======== Supplied information

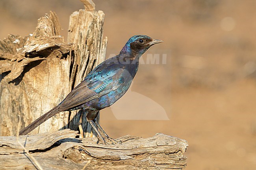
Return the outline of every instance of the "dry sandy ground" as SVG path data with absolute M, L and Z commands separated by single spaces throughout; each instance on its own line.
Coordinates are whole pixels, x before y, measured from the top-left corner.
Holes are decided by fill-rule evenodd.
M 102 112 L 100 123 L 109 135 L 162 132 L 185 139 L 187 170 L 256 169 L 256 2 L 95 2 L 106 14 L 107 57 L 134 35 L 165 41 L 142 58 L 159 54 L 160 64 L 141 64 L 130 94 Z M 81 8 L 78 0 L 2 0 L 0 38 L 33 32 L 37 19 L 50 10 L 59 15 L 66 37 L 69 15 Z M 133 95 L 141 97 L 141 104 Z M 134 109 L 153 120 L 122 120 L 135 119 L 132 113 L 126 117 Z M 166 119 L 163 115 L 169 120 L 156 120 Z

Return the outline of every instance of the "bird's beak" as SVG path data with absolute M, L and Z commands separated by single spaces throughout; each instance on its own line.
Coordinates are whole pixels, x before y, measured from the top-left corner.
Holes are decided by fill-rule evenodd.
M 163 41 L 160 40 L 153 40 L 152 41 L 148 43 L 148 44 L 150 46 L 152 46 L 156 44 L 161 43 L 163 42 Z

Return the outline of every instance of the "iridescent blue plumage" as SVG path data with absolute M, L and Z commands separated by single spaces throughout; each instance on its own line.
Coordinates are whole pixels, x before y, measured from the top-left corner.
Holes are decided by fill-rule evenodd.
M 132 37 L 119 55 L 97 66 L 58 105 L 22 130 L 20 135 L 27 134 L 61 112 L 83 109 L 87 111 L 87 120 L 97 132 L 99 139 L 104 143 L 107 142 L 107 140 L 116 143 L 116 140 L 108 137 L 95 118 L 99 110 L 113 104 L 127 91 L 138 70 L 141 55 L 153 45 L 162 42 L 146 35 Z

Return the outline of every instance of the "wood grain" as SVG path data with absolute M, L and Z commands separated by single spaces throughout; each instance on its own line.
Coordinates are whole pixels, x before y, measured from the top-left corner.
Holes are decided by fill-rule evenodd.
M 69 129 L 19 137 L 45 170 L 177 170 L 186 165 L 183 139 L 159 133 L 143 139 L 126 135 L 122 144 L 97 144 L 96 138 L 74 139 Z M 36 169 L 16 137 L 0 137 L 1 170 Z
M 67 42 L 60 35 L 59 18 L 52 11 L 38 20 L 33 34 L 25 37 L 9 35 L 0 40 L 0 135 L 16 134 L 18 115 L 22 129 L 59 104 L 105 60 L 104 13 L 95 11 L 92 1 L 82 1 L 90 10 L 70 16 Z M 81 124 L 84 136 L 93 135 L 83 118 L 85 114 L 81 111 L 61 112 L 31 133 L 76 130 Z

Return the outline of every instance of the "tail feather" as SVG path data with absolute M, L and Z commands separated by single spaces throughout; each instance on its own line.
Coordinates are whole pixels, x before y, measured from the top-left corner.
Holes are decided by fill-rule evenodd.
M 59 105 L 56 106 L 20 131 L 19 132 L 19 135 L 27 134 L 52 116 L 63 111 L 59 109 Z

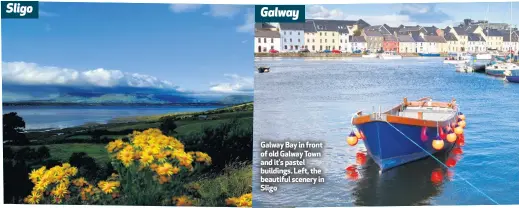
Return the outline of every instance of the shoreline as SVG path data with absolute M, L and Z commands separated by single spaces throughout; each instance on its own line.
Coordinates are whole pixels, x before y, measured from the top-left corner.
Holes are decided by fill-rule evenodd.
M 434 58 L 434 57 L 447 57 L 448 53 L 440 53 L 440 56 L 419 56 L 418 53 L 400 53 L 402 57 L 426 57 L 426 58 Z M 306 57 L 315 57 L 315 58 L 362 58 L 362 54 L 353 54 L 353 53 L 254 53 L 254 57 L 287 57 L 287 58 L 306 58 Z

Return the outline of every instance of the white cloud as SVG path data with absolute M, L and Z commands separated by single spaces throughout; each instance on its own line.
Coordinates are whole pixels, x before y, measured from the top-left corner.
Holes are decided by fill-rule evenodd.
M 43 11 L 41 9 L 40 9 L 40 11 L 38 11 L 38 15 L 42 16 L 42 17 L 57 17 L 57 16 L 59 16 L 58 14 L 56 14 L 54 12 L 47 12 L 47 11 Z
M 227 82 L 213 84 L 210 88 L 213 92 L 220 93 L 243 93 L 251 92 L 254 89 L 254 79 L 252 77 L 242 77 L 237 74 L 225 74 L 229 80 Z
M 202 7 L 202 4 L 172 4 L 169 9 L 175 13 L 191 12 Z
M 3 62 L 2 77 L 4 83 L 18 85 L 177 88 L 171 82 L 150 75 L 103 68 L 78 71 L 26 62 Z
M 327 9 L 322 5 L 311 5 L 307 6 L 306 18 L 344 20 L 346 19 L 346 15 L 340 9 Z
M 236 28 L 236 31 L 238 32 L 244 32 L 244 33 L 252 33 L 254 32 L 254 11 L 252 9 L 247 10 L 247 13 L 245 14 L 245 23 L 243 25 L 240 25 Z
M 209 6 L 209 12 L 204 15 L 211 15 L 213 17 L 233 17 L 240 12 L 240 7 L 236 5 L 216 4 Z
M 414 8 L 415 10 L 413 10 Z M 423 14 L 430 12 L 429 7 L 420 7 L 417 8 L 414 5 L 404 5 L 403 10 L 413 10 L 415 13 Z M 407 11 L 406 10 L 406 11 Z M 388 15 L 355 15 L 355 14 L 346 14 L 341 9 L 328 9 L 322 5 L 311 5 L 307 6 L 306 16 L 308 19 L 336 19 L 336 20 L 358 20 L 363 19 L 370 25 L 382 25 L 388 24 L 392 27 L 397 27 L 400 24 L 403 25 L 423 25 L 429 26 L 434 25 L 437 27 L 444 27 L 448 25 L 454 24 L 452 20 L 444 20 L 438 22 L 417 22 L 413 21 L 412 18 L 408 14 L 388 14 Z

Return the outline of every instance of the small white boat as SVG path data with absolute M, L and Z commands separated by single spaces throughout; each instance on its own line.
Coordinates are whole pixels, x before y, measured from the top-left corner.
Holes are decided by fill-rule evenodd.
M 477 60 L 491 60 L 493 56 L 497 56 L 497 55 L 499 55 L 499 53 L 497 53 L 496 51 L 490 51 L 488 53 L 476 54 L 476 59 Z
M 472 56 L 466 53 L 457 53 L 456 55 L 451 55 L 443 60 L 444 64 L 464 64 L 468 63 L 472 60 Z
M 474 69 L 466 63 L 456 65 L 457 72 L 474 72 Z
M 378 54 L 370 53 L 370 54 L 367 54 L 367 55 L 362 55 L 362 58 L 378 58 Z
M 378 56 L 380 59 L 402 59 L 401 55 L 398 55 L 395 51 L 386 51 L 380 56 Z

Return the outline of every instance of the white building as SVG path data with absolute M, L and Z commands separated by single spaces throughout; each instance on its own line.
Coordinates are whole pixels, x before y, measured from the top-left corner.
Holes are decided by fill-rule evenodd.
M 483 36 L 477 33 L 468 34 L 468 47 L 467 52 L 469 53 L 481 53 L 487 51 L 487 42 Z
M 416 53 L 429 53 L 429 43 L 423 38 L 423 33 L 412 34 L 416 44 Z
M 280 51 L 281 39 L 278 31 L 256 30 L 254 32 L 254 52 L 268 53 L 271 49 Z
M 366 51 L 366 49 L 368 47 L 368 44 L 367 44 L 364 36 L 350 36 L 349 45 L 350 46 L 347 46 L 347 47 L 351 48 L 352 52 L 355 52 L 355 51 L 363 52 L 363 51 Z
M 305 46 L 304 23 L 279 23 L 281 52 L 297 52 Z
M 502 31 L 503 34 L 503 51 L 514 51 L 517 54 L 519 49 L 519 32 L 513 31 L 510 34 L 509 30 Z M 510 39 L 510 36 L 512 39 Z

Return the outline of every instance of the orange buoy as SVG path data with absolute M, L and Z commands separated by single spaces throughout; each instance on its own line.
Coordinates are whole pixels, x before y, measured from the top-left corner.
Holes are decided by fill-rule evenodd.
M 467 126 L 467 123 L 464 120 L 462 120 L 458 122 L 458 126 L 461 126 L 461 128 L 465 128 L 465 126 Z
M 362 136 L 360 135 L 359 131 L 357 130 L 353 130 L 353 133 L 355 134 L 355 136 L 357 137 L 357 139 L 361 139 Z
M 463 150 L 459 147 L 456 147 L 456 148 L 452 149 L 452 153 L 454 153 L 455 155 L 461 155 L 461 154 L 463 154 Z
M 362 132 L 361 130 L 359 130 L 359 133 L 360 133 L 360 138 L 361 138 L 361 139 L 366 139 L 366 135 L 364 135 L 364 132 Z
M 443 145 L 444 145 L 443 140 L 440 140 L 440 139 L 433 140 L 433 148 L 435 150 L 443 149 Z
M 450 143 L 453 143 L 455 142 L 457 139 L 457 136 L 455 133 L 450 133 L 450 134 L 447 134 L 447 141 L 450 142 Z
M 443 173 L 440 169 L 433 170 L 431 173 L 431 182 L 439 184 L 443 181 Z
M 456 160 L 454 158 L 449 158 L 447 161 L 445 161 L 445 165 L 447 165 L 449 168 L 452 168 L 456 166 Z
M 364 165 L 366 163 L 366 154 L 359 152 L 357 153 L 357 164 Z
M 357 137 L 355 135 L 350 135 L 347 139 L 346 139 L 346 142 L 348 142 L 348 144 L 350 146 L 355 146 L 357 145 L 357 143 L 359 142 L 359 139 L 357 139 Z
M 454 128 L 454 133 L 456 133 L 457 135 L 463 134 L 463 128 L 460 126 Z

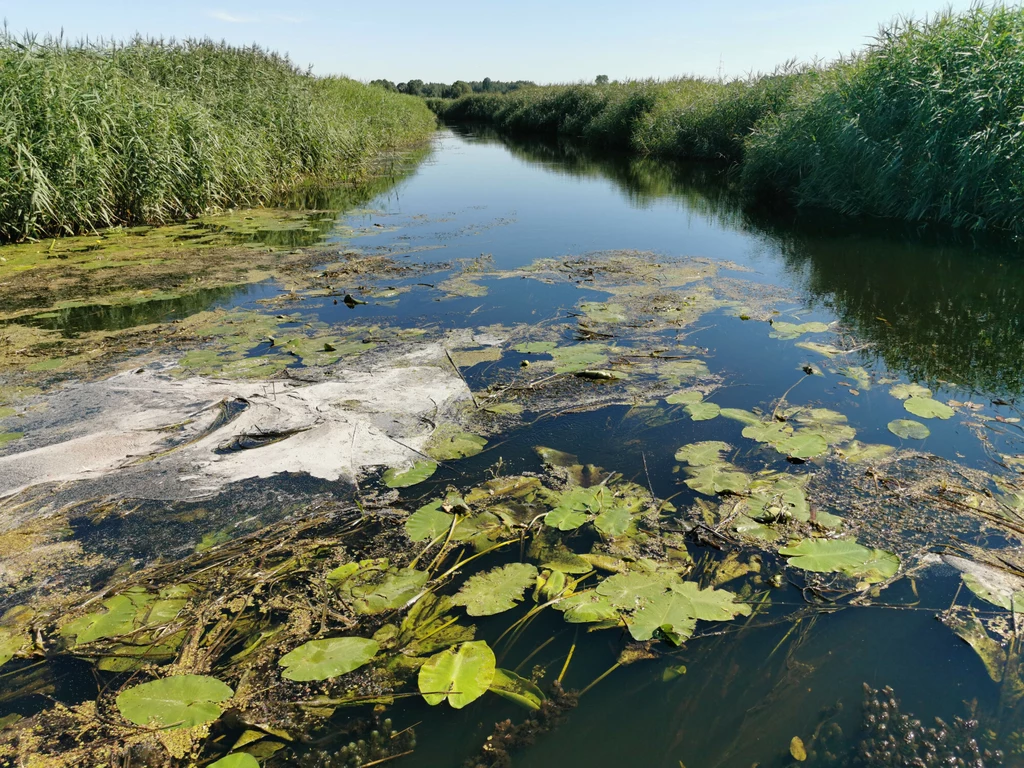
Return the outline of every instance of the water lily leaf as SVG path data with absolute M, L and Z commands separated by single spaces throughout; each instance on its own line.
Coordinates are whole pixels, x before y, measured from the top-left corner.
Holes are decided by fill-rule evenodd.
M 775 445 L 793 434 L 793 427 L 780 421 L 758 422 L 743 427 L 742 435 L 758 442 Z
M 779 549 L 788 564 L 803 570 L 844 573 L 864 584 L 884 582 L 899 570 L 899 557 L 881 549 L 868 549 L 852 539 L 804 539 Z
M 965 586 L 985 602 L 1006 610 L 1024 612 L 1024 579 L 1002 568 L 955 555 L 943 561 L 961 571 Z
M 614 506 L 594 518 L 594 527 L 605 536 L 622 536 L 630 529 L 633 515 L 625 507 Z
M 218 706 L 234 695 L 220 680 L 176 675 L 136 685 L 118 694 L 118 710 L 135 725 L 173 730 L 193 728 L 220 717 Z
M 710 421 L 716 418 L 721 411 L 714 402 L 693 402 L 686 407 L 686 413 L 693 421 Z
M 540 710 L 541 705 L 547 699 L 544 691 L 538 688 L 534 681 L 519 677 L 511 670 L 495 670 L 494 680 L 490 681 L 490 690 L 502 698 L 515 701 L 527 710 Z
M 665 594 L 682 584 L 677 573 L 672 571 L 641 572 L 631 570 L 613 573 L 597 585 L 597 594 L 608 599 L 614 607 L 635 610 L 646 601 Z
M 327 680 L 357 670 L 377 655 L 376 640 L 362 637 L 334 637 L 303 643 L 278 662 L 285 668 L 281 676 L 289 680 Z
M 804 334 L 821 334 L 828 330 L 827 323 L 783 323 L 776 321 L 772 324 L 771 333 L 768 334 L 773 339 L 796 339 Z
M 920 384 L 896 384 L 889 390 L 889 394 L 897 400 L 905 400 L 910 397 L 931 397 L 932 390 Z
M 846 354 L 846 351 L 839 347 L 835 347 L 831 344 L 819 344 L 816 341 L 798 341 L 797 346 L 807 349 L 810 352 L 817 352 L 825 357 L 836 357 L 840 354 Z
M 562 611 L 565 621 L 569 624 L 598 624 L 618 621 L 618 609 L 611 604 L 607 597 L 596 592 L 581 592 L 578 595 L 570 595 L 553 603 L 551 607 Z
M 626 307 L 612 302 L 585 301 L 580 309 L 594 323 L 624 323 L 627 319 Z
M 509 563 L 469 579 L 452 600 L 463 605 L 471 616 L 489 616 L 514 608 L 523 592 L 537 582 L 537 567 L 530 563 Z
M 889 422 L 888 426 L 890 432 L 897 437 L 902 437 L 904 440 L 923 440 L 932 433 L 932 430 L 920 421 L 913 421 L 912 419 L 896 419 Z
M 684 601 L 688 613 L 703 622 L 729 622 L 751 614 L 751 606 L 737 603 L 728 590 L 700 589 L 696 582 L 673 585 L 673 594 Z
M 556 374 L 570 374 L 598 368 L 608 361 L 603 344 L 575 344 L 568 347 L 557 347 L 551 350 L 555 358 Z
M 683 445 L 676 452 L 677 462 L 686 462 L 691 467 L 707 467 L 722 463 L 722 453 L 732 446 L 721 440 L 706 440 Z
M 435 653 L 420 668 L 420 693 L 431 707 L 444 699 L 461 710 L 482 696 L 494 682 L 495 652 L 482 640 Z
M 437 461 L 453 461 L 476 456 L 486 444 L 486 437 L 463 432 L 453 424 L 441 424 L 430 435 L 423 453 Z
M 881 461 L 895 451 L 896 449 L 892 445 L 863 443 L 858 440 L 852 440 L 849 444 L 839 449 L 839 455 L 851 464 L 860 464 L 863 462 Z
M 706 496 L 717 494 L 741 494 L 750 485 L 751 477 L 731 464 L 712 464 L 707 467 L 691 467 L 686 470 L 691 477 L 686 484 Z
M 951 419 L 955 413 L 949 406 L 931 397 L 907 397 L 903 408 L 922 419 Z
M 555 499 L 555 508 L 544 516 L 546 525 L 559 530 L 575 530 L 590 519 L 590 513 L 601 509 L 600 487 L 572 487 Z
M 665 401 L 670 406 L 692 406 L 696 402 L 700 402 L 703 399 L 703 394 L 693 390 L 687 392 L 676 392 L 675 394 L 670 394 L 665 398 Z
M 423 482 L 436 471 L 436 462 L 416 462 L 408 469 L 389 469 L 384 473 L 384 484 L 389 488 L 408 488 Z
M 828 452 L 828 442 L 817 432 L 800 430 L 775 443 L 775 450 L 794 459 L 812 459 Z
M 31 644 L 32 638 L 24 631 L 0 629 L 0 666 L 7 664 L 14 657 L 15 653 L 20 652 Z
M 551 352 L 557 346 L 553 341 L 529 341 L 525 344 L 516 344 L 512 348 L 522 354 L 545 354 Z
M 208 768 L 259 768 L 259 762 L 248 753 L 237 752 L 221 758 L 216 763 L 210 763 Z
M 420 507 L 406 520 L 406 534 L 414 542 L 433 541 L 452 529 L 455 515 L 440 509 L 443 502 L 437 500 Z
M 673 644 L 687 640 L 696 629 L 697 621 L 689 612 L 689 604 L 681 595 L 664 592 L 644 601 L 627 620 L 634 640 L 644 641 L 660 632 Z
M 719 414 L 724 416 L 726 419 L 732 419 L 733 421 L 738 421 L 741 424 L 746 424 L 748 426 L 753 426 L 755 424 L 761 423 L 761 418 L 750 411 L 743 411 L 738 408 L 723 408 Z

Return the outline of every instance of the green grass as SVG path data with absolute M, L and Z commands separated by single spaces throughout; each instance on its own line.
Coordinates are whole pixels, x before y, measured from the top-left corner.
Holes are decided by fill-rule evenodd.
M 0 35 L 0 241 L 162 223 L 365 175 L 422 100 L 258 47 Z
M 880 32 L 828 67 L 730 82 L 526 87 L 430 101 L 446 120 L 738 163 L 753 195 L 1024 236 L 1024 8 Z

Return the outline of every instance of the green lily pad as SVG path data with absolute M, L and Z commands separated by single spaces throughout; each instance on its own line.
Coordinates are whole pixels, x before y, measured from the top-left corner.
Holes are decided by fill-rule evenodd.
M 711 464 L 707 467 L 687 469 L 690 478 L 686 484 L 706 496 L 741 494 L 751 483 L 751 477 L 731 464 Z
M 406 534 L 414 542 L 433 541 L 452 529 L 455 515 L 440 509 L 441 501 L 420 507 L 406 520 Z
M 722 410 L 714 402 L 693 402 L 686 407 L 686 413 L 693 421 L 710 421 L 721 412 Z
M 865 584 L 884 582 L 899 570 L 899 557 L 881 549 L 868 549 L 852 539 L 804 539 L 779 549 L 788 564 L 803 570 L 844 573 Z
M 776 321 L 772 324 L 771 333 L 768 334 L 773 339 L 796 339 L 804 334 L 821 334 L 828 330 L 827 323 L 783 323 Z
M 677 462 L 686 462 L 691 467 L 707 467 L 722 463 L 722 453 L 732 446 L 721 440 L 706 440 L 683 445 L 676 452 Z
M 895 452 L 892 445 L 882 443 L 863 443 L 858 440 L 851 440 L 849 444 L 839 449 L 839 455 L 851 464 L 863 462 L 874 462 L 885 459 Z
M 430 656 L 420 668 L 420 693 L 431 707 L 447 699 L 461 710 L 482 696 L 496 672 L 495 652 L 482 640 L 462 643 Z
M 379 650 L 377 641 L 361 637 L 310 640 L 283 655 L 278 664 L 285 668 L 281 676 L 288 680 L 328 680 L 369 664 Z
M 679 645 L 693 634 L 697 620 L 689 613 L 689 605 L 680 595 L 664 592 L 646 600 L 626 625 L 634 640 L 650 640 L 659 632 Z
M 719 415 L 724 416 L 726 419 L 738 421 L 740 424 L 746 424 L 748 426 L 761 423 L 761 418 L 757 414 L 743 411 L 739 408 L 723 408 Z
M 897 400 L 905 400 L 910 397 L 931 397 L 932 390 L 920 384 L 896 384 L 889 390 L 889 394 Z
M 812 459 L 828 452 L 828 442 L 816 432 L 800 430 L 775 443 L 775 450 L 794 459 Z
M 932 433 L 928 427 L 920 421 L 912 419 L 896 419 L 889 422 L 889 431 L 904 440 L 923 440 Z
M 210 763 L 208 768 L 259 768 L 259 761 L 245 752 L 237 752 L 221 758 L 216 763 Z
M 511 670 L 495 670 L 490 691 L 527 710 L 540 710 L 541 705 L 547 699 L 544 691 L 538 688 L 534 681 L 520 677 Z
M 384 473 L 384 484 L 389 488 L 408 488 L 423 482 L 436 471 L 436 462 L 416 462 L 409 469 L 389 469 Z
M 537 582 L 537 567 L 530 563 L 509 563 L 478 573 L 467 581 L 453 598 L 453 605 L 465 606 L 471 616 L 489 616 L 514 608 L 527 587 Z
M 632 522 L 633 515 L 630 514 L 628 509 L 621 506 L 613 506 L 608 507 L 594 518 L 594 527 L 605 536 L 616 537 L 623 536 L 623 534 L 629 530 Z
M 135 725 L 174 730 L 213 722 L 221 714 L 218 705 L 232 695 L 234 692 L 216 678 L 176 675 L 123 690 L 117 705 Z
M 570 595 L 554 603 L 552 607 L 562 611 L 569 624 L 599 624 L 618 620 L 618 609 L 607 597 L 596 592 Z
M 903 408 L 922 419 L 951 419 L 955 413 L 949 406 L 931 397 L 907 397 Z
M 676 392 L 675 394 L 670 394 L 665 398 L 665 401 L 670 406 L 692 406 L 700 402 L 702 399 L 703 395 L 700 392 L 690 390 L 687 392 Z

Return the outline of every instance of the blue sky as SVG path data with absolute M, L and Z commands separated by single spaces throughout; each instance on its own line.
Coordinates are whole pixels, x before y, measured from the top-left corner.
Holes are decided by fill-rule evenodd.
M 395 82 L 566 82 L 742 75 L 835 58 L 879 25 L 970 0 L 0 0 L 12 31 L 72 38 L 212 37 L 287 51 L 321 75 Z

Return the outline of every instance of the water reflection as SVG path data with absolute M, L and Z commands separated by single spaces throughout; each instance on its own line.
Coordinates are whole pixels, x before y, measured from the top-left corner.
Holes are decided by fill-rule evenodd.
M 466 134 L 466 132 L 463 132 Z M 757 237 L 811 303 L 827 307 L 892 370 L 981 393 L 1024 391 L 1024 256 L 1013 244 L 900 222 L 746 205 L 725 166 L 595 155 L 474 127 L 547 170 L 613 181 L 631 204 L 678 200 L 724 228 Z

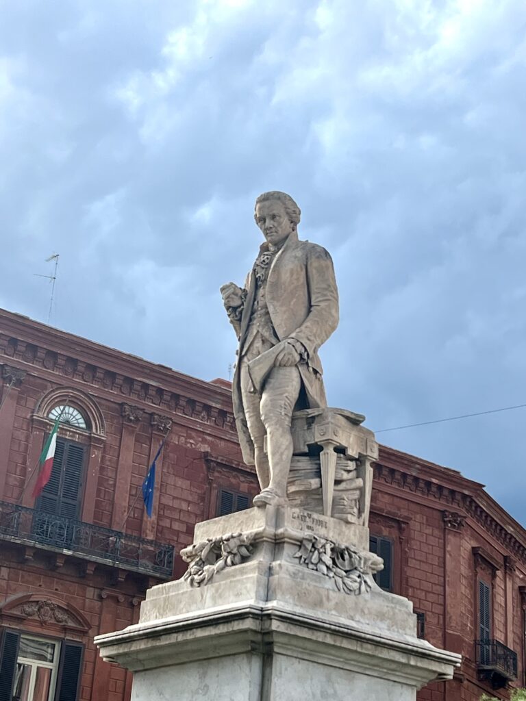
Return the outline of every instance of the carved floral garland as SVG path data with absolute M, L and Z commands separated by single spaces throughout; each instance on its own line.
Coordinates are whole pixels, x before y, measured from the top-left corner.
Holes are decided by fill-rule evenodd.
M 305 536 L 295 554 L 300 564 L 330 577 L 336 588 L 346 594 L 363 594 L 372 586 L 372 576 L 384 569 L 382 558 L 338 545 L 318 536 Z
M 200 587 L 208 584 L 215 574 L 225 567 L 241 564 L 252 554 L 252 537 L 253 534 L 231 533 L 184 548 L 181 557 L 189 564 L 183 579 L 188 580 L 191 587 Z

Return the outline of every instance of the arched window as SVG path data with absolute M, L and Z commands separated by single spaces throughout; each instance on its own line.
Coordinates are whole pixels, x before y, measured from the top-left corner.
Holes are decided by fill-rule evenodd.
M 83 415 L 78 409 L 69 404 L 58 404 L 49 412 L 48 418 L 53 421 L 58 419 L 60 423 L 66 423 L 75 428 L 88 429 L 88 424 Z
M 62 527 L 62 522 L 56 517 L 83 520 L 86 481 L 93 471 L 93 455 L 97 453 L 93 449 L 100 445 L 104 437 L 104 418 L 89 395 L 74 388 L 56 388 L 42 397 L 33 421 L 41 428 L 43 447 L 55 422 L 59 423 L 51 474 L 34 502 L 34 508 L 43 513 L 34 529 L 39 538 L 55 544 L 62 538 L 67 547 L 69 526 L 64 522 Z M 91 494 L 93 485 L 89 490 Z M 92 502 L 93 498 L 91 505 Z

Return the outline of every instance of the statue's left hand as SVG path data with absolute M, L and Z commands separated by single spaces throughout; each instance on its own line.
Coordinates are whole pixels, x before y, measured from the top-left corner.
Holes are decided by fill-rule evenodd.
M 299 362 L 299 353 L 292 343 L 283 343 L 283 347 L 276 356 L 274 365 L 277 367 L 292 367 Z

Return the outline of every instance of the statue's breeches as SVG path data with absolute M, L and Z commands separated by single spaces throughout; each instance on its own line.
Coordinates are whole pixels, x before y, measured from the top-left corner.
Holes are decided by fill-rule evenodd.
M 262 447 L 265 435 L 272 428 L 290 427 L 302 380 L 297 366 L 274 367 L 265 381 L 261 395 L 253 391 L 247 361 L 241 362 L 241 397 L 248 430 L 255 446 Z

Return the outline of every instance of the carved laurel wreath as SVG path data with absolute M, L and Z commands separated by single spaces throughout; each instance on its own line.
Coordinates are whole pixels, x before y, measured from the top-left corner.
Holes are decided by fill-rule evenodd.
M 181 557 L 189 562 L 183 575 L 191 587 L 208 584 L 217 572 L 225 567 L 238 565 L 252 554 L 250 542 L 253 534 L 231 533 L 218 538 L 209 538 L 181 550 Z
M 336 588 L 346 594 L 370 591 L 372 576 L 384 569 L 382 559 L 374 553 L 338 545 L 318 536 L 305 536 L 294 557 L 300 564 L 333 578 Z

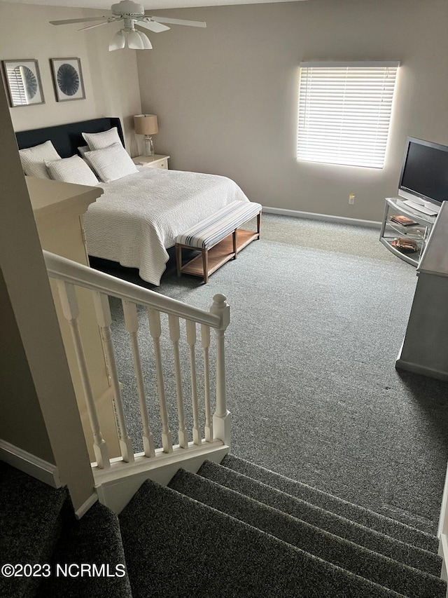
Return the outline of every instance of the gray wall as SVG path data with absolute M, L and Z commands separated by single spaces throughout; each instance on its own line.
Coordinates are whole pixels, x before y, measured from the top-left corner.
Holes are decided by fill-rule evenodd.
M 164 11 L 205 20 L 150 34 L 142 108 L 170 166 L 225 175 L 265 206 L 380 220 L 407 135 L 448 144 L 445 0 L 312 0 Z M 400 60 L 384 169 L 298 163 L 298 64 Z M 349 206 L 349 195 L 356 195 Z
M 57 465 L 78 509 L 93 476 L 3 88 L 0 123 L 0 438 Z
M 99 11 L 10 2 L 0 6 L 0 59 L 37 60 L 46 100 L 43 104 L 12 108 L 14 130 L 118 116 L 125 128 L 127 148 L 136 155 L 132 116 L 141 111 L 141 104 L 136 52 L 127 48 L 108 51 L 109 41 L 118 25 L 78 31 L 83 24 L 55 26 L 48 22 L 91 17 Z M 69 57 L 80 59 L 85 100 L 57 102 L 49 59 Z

================

Exercise aim: Turn the stretch of the items from the line containing "Return the outline of every instance of the gray" through the last line of the items into a Markdown table, leaving out blank lines. Use the columns "Row" and "Line", and number the rows in order.

Completed exercise:
| Row | Line |
|---|---|
| 1 | Return the outline of every instance of the gray wall as SVG path data with absolute M, L and Z commands separated by single spaces throughout; each instance on its own line. |
| 2 | Coordinates are whole pixels, x before y, measured from the top-left corner. |
| 3 | Holes are decided by fill-rule evenodd. |
| 4 | M 164 11 L 205 20 L 150 34 L 142 108 L 170 166 L 225 175 L 265 206 L 380 220 L 407 135 L 448 144 L 445 0 L 312 0 Z M 400 60 L 384 169 L 298 163 L 298 64 Z M 349 206 L 349 195 L 356 195 Z |
| 5 | M 57 465 L 78 509 L 93 476 L 3 88 L 0 123 L 0 438 Z |
| 6 | M 99 11 L 10 2 L 0 6 L 0 59 L 37 60 L 46 100 L 43 104 L 12 108 L 14 130 L 118 116 L 125 128 L 127 148 L 136 155 L 132 116 L 141 111 L 141 104 L 136 52 L 127 48 L 108 51 L 109 41 L 118 25 L 78 31 L 83 24 L 55 26 L 48 22 L 91 17 Z M 69 57 L 80 59 L 85 100 L 57 102 L 49 59 Z |